- [WORK TO BE COMPLETED]: Extract the material below verbatim, reproducing every line without alteration.

--- begin LISTING ---

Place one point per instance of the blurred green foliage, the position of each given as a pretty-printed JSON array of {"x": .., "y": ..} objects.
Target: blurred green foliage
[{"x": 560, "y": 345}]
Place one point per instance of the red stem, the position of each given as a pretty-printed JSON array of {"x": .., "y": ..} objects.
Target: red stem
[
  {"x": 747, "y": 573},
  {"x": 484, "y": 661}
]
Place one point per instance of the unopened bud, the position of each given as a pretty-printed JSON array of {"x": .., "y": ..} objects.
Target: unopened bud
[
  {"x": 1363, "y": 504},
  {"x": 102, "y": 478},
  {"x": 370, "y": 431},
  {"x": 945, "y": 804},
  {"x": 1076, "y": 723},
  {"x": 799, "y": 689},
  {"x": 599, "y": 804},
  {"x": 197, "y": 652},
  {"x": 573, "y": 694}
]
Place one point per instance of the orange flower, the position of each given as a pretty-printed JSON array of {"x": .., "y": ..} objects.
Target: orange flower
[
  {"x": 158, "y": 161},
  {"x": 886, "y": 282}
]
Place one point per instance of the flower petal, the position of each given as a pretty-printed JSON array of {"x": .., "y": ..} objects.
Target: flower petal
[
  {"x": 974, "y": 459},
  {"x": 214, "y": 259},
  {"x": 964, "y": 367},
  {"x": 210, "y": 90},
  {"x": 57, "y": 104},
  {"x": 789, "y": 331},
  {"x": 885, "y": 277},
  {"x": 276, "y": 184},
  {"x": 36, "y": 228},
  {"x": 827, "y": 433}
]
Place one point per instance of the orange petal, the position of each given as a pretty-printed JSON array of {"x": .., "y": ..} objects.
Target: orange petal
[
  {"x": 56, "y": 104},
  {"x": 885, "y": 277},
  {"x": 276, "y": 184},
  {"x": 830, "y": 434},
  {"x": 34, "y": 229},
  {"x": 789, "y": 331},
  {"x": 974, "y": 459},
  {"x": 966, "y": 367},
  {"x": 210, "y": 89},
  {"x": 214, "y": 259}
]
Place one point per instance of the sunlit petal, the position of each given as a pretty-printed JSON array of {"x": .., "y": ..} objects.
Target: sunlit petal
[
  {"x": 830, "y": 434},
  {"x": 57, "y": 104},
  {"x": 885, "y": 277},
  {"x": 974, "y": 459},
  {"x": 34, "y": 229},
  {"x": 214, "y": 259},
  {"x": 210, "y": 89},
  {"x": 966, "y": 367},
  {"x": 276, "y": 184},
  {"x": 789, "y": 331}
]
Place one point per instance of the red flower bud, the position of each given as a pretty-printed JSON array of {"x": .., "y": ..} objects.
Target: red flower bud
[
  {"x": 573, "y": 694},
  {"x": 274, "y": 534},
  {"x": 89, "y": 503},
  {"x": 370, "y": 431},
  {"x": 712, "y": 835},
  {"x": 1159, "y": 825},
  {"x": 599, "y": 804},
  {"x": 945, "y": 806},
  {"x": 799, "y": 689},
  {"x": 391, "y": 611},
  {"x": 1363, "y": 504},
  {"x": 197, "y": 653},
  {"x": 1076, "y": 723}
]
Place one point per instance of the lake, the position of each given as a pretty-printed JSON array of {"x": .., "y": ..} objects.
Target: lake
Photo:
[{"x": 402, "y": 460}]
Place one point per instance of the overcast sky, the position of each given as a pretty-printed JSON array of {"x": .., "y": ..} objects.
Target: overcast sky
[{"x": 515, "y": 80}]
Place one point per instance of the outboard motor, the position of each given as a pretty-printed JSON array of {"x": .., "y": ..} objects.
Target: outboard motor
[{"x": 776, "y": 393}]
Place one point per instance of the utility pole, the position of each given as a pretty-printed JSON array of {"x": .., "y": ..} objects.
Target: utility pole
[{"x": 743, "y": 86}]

--- end LISTING ---

- [RESULT]:
Place one point per instance of the blurred green foliage, the position of each given as a pretty-printed JSON array of {"x": .., "y": ..} objects.
Target: blurred green foliage
[{"x": 560, "y": 345}]
Place one point per instance of the red stem, the position of each given as a pretty-printed JSON array of {"x": .., "y": ..} objects.
Target: red stem
[
  {"x": 747, "y": 573},
  {"x": 484, "y": 661}
]
Place one point per instance of the unopened bud, the position of each given as a pretty-printed JSON array of {"x": .., "y": ..} objects.
Target: unopened bud
[
  {"x": 1363, "y": 504},
  {"x": 102, "y": 478},
  {"x": 370, "y": 431},
  {"x": 945, "y": 804},
  {"x": 1076, "y": 723},
  {"x": 799, "y": 689},
  {"x": 599, "y": 804},
  {"x": 197, "y": 652},
  {"x": 573, "y": 694}
]
Place one point per instance of the orange flower, the position of each given as a pretty-printed JSON array of {"x": .., "y": ..} objects.
Target: orange flower
[
  {"x": 158, "y": 161},
  {"x": 886, "y": 282}
]
Place one point per instance of the flower petal, the position of each given as a pretty-printed JSON array of {"x": .., "y": ..} objects.
Target: flower petal
[
  {"x": 974, "y": 459},
  {"x": 214, "y": 259},
  {"x": 964, "y": 367},
  {"x": 210, "y": 90},
  {"x": 57, "y": 104},
  {"x": 789, "y": 331},
  {"x": 885, "y": 277},
  {"x": 276, "y": 184},
  {"x": 36, "y": 228},
  {"x": 827, "y": 433}
]
Place one point per instance of the orange petal, the position of each given as a pretty-printed JSON array of {"x": .., "y": ..} objects.
Target: orange petal
[
  {"x": 56, "y": 104},
  {"x": 885, "y": 277},
  {"x": 276, "y": 184},
  {"x": 830, "y": 434},
  {"x": 34, "y": 229},
  {"x": 789, "y": 331},
  {"x": 974, "y": 459},
  {"x": 966, "y": 367},
  {"x": 210, "y": 89},
  {"x": 214, "y": 259}
]
Place one point per instance of the sunlit petal, the position of each given as a pretty-printed JSON array of {"x": .., "y": ..} objects.
Target: sunlit petal
[
  {"x": 830, "y": 434},
  {"x": 57, "y": 104},
  {"x": 885, "y": 277},
  {"x": 974, "y": 459},
  {"x": 34, "y": 229},
  {"x": 214, "y": 259},
  {"x": 210, "y": 89},
  {"x": 966, "y": 367},
  {"x": 276, "y": 184},
  {"x": 789, "y": 331}
]
Place one point per instance of the red flower bud, the position of each given as a pretty-printed JSON array of {"x": .., "y": ..} objects.
Target: red flower bud
[
  {"x": 573, "y": 694},
  {"x": 274, "y": 534},
  {"x": 89, "y": 503},
  {"x": 370, "y": 431},
  {"x": 712, "y": 835},
  {"x": 1159, "y": 825},
  {"x": 599, "y": 804},
  {"x": 945, "y": 806},
  {"x": 799, "y": 689},
  {"x": 391, "y": 611},
  {"x": 1363, "y": 504},
  {"x": 197, "y": 653},
  {"x": 1076, "y": 723}
]
Place one point per instance of the lake, the position of each given as a pretty-printed JSON array of {"x": .., "y": ..} objects.
Target: lake
Photo:
[{"x": 402, "y": 460}]
Place one point per instance of the overcast sky, the position of each given as a pretty-printed JSON array of {"x": .., "y": ..} objects.
Target: overcast sky
[{"x": 515, "y": 80}]
Place one point per instance of the outboard motor, the position of each given as a pretty-printed JSON array of {"x": .., "y": ..} objects.
Target: outboard motor
[{"x": 776, "y": 393}]
Place one point per instance of the utility pole, the position of each given as a pretty-printed JSON array of {"x": .., "y": ..} objects.
Target: utility pole
[{"x": 743, "y": 86}]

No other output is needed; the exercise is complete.